Data provided →
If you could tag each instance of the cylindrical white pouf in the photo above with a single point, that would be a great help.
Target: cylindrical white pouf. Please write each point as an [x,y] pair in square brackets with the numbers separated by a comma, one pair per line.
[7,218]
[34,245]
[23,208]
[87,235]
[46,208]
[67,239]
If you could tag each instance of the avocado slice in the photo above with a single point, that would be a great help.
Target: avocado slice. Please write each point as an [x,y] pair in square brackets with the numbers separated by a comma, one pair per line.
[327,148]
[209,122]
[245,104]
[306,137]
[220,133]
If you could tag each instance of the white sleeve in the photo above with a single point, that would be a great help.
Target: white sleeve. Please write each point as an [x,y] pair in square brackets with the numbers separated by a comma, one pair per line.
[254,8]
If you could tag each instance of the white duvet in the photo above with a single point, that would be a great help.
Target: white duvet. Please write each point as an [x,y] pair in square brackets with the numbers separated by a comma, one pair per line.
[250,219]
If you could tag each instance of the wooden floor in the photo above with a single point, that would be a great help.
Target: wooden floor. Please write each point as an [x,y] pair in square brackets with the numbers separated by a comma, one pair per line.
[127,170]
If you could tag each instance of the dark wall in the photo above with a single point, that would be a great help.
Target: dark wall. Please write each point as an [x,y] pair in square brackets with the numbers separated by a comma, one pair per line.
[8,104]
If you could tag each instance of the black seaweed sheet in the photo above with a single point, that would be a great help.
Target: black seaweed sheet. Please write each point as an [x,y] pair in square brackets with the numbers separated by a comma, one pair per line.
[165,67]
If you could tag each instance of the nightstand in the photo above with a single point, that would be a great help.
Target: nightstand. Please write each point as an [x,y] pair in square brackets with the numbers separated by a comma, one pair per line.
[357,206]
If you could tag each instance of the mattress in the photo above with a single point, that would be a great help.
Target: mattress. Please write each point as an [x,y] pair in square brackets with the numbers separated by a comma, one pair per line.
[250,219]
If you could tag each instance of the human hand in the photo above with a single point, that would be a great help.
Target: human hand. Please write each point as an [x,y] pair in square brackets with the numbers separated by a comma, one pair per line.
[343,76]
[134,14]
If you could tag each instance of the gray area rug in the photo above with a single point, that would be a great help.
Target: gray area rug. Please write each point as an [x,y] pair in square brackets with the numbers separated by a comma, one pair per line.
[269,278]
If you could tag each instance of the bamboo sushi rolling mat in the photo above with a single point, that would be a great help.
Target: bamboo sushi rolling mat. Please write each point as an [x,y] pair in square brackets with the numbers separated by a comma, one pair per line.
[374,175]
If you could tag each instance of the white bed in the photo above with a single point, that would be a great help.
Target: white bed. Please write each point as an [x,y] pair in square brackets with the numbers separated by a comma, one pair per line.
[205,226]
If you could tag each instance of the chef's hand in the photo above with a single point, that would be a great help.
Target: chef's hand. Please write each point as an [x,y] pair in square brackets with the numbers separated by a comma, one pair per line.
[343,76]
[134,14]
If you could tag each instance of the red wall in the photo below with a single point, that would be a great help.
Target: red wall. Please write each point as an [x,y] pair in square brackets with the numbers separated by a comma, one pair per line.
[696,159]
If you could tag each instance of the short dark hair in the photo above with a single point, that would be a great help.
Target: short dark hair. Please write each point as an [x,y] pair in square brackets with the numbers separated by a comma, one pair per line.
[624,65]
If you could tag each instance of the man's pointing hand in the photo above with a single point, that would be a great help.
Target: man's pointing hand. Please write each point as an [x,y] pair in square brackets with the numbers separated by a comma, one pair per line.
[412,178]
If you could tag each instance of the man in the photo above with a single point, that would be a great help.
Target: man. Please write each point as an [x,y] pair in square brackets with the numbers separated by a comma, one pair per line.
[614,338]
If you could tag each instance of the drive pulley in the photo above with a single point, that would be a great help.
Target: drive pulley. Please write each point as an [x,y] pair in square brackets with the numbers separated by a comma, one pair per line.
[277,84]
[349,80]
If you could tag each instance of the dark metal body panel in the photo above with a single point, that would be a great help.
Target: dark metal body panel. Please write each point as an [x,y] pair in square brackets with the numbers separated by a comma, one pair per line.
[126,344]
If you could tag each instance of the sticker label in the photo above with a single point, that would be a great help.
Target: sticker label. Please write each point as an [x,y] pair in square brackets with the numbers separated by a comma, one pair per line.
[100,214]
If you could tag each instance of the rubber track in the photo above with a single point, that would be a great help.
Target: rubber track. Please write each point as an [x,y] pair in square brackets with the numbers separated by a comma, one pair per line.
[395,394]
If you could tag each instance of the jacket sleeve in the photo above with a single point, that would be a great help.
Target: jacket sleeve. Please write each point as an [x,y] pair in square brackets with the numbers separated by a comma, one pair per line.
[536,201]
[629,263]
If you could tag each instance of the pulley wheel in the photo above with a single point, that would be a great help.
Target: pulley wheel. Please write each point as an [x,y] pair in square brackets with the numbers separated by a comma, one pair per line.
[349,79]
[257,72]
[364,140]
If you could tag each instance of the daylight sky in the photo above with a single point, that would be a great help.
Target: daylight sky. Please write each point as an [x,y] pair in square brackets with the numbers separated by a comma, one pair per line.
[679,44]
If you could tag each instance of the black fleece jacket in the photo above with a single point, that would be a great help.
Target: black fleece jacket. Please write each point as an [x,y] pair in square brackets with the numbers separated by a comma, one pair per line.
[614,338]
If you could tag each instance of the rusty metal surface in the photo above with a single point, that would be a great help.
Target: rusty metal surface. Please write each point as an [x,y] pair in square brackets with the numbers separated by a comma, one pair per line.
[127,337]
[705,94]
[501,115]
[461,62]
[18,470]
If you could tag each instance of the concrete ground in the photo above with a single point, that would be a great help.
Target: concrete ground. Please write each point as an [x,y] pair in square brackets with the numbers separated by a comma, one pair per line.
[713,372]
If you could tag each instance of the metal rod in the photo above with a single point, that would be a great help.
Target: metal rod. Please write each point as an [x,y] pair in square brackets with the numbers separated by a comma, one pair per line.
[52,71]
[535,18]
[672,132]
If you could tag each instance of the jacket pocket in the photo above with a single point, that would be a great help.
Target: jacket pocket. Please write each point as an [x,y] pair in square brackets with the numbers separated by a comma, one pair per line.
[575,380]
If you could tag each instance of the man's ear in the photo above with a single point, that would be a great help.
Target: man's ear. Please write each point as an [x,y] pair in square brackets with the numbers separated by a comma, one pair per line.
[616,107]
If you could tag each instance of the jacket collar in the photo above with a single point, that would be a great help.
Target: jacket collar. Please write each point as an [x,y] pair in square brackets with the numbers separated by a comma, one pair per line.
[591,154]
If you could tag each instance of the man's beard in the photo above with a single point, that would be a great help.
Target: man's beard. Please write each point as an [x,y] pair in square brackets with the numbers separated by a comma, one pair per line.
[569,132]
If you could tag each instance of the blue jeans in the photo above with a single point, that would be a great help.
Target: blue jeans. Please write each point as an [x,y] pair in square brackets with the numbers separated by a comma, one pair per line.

Brief → Type out the full listing again, exactly as given.

Expected output →
If you could tag each instance of the cylindrical white pouf in the photo above with a single point, that would be a great help.
Target: cylindrical white pouf. Please write each point as an [x,y] pair in square brackets with the numbers separated by a comma, one pair per line.
[7,218]
[34,245]
[23,208]
[87,235]
[46,208]
[67,239]
If you could tag each instance of the avocado slice in the photo above with a single point, that would be a great help.
Target: avocado slice. Please write each point as an [x,y] pair in square brackets with the numbers separated by a comma, one pair per line.
[327,148]
[209,122]
[245,104]
[306,137]
[220,133]
If you could tag each instance of the white sleeve in the photo above with a single point, that would be a great help.
Target: white sleeve. Please write each point as an [x,y] pair in square brackets with the numbers separated by a comma, one pair per line.
[254,8]
If you could tag each instance of the white duvet in the photo above with a single point, that would be a great help.
Target: white duvet. Please write each point as an [x,y] pair in square brackets with the numbers separated by a comma, one pair per line.
[250,219]
If you could tag each instance of the wooden floor in the photo above with a single point, that would be a great help.
Target: wooden floor. Please write each point as an [x,y] pair in square brackets with the numbers separated by a comma, one pair per line.
[127,170]
If you could tag each instance of the dark wall in the photo above with a single point, that would be a great help.
Target: dark wall. Please write each point as an [x,y] pair in square brackets with the numbers separated by a comma, one pair per line.
[8,104]
If you could tag each instance of the black seaweed sheet in the photo above with a single point, that would be a great help.
Target: black seaweed sheet. Please write each point as an [x,y] pair in square brackets with the numbers separated by a comma, one pair per line.
[165,67]
If you could tag each instance of the nightstand in the photo above with a single point, that would be a great help.
Target: nightstand. Please write each point as an [x,y] pair in square brackets with the numbers separated by a comma, one pair per line.
[357,206]
If you could tag each instance of the mattress in the photo above with a single point, that would be a great help.
Target: mattress. Please write each point as an [x,y] pair in square brackets with the numbers separated by a comma, one pair per line.
[250,219]
If you could tag each instance of the human hand in the photo above with a single point, that would be a great help.
Target: human hand. Please write each point as an [x,y] pair in square brackets with the numbers separated by a comma, one pair per line.
[343,76]
[134,14]
If you could tag each instance of the gray area rug in the photo above with a single point, that would be a great help.
Target: gray area rug. Please write each point as an [x,y] pair in square brackets with the numbers separated by a comma, one pair per line.
[269,278]
If you could tag each instance of the bamboo sushi rolling mat in the photo above with a single point, that would be a great help.
Target: bamboo sushi rolling mat. Please write each point as an [x,y] pair in square brackets with the numbers separated by a comma, one pair per line.
[374,175]
If you could tag each instance of the white bed in the photo above with a single point, that would be a great help.
Target: white bed. Please write each point as an [x,y] pair in square brackets with the numbers separated by a comma, one pair per line.
[205,226]
If you could tag each instance of the chef's hand in the photo above with a single point, that would be a great help.
Target: chef's hand. Please write each point as an [x,y] pair in square brackets with the numbers separated by a comma, one pair per line.
[343,76]
[134,14]
If you could tag each instance of the red wall in the photo below with a single point, that would be a great help.
Target: red wall. Please write each point as an [x,y] pair in square brackets with the numbers separated by a comma, one pair per line.
[696,159]
If you could tag each instance of the short dark hair in the photo above with a single point, that would be a great help.
Target: short dark hair. Please write each point as an [x,y] pair in square brackets with the numbers separated by a comma, one pair per line.
[624,65]
If you could tag each instance of the man's pointing hand in the photo above with a single point, that would be a great help.
Target: man's pointing hand. Please write each point as an [x,y] pair in square brackets with the numbers separated by a comma, one pair per line.
[412,178]
If you could tag each instance of the man in the photo above with a single point, that would be a great help.
Target: man. Please write each point as an [x,y] pair in square brackets with the numbers separated by a comma, one pair per line.
[614,338]
If you could tag each instance of the drive pulley in the photo above with a single point, that would be a great help.
Target: drive pulley. Please write each point as an [x,y] pair in square brackets with the numbers separated by a comma, one pair per line.
[277,84]
[349,80]
If you could tag each instance of the dark metal body panel in the photo above with a single point, that would be a great help.
Target: dark metal body panel. Please write each point as an [x,y] pair in square brackets with the numbers separated by a comma, one pair per line.
[126,344]
If you could tag each instance of the sticker label in the photo above with a single point, that would be a great help.
Target: sticker label. Please write each point as an [x,y] pair in square brackets with the numbers separated by a comma, one pair per line.
[100,214]
If you could tag each instance of the rubber track in the photo above with a single point, that would be a great help.
Target: rubber track. Please write each point as an [x,y] pair in square brackets with the numbers separated by a comma, one pair per line.
[395,394]
If you could tag each instance of the jacket sleeve in the photo above with a single point, that would be a great help.
Target: jacket sleeve. Please write each point as an [x,y] pair in square brackets with the numbers separated by a comma, one pair per line.
[536,201]
[629,263]
If you could tag each instance of the pulley wheel in the photo above with a single point, that would be a great help.
Target: pulley wheel. Please write each point as an [x,y] pair in square brackets with the numbers separated by a comma, one pair per line.
[349,79]
[257,72]
[364,140]
If you could tag each instance of the daylight sky in the photo above with a single point, that would be a great help.
Target: daylight sky. Please write each point as an [x,y] pair in square brackets with the numbers separated by a comma, one pair per line.
[679,44]
If you could tag each instance of the black fleece jacket in the photo above with a single point, that would be a great help.
Target: black fleece jacket. Please write each point as an [x,y] pair in square brackets with the numbers separated by a comma, one pair per line.
[614,338]
If you could tag each instance of the rusty metal surface in the photo above with a single point, that would be a great help.
Target: rusty metal surface. Please write each point as an [x,y] pair in square brackets with the numbers separated by a comma, one pair per line.
[127,337]
[705,94]
[501,115]
[461,62]
[18,470]
If you could tag each instance of the concrete ground in the photo above with a single point, that would be a great help.
Target: concrete ground. Please write each point as an [x,y] pair in square brackets with the numbers separated by a comma, one pair per line.
[713,372]
If you could tag each instance of the metal rod in the photo above with a single point, that would be a great help.
Target: metal rod. Please write each point as an [x,y] pair in square brackets with the numbers separated by a comma, one pair per line.
[52,71]
[535,18]
[672,132]
If you could tag each instance of the jacket pocket in the photo above with a single point, that would be a great help.
Target: jacket pocket. Please write each point as an [x,y] pair in square brackets with the numbers separated by a comma, one pair per line.
[575,380]
If you could tag each instance of the man's ear in the photo above with a single point, that would be a great help.
Target: man's ear. Please write each point as an [x,y] pair in square brackets with the numbers separated by a comma, one pair per line.
[616,107]
If you could tag each instance of the jacket collar in the photo above with a single point, that would be a great help.
Target: jacket collar. Please write each point as an [x,y] pair in square brackets with the numbers separated by a comma, one pair per line.
[591,154]
If you could tag each instance of the man's beard in the photo above with a single point, that would be a great help.
Target: man's beard. Please write each point as an [x,y] pair in square brackets with the numbers separated by a comma, one pair per line.
[569,132]
If you could tag each instance of the blue jeans in the photo above with a single point, that would be a great help.
Target: blue jeans. Please write each point as an [x,y] pair in square brackets with the numbers separated by a comma, one pair per line.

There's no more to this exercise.